* **Texte fourni**
◇ ◇ ◇ ◇
Les 3 et 4 mars, le Théâtre National du Luxembourg a accueilli, à l’initiative de l’Institut Français du Luxembourg, Cahier d’un retour au pays natal d’Aimé Césaire, mis en scène par Daniel Scahaise et interprété par Etienne Minoungou, pour fêter les cinquante ans de la francophonie et une langue plurielle et métissée partagée par plus de 300 millions de personnes.
Cahier d’un retour au pays natal a été écrit par Aimé Césaire (1913-2008) en 1939, au moment même où il quitte Paris – métropole où, étudiant, il s’était d’abord senti rejeté mais où il se liera avec de nombreux écrivains comme Léopold Sédar Senghor et Jacques Rabemananjara, ses frères en négritude – pour retrouver sa Martinique natale. Il y sera professeur, député et maire tout en poursuivant son immense œuvre de poète, d’auteur dramatique et d’écrivain engagé.
Cahier est la première œuvre de Césaire, il la revisitera à de multiples reprises. Ce texte « fondateur de la négritude », vaste mouvement esthétique et politique qui est le fait de tous les opprimés, « ma négritude n’est pas une taie d’eau morte sur l’œil mort de la terre / ma négritude n’est ni une tour ni une cathédrale » embrasse hier et aujourd’hui, l’ici et l’ailleurs, le vécu personnel et les événements du monde. Mythes, Histoire et actualité s’y mêlent en des ramifications multiples. À partir de l’histoire du peuple des Caraïbes et du peuple noir, Césaire y dénonce l’esclavage, la colonisation, l’oppression et pose les jalons d’un autre monde possible. Entre prose et poésie, ce texte bouillonnant est à la fois un cri de révolte pour libérer la parole muselée et réhabiliter la dignité du peuple noir, des opprimés et des exclus, de tous « ceux qui n’ont connu de voyages que de déracinements » et un chant d’amour pour humaniser l’humanité.
◇ ◇ ◇ ◇
* **Contenu des données**

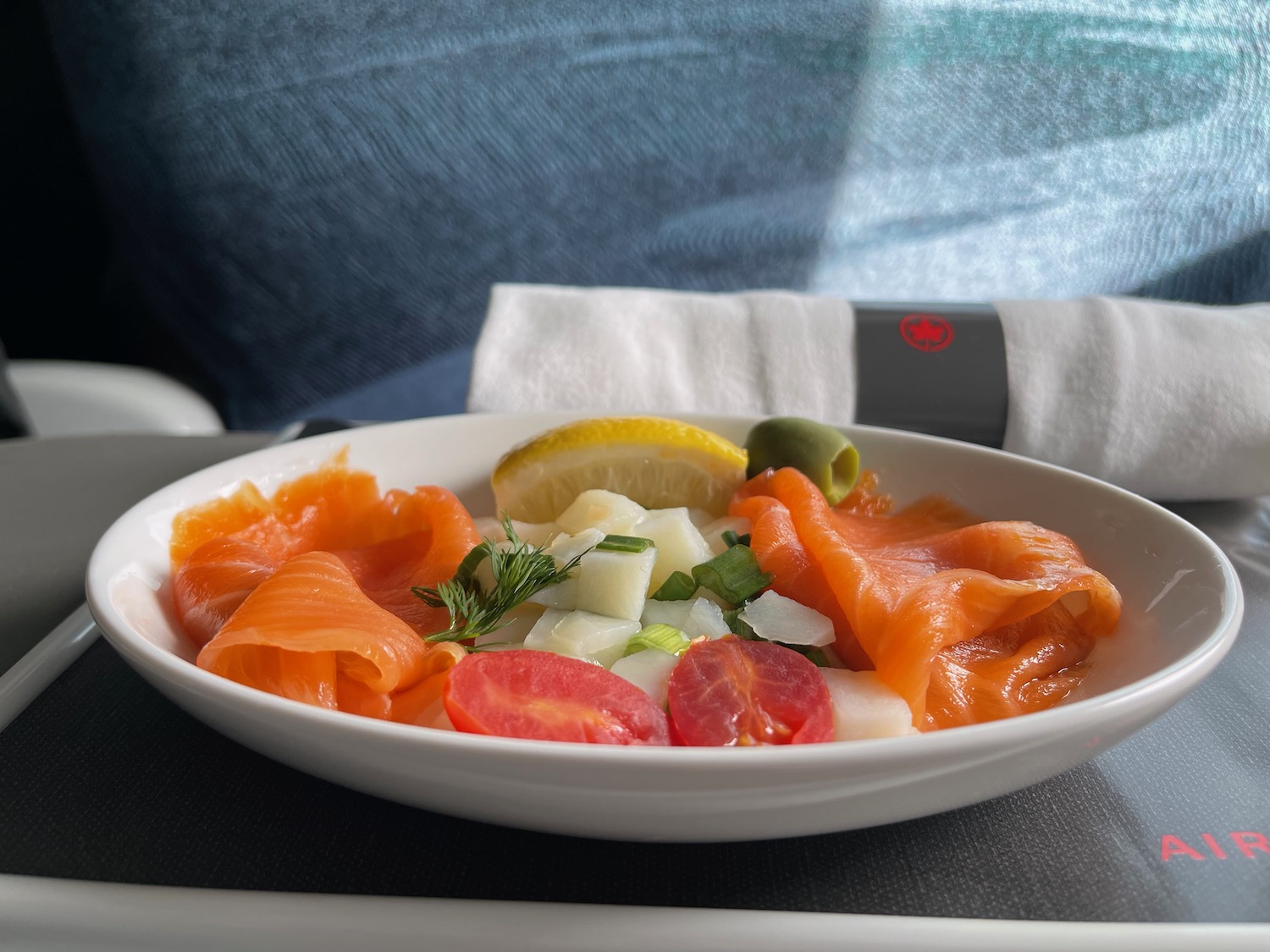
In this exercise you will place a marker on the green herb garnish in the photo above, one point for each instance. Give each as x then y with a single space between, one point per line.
◇ ◇ ◇ ◇
* **Consigne**
Poursuivez le texte sur le Cahier d’un retour au pays natal à partir de sa dernière phrase.

* **Réponse attendue**
Avec des mots de tous les horizons, des mots qui se cognent et se télescopent, des mots sonores et des images surréalistes, Césaire livre une langue explosive, une parole vive faite pour être partagée. Le comédien burkinabé Etienne Minoungou (fondateur de la Compagnie Falinga et des Récréâtrales à Ouagadougou) prend à bras-le-corps ce magnifique texte et le restitue avec une belle émotion et beaucoup de générosité, avec douceur et de manière toute personnelle (il dévoilera à la fin du spectacle un maillot de sportif à son nom et aux couleurs de son pays). Seul en scène, il rend vivant et présent cet exigeant poème, nouant un dialogue avec le public dont il se rapproche. Le comédien interpelle, sollicite, questionne et offre le thé préparé sur scène. La parole devient échange et partage.
La mise en scène minimaliste de Daniel Scahaise laisse toute la place à Etienne Minoungou, qui évolue dans un décor épuré, petit espace sphérique recouvert de sable, délimité par une palissade de planches et quelques cagettes de bois. De sacs de voyage, le comédien sortira bougie, réchaud, théière... Quelques accessoires diront l’abri de fortune, la « ville plate – étalée, trébuchée de son bon sens, inerte… », quelques briques diront les lieux de l’enfance, « une petite maison cruelle dont l’intransigeance affole nos fins de mois » ou « la case gerçant d’ampoules ».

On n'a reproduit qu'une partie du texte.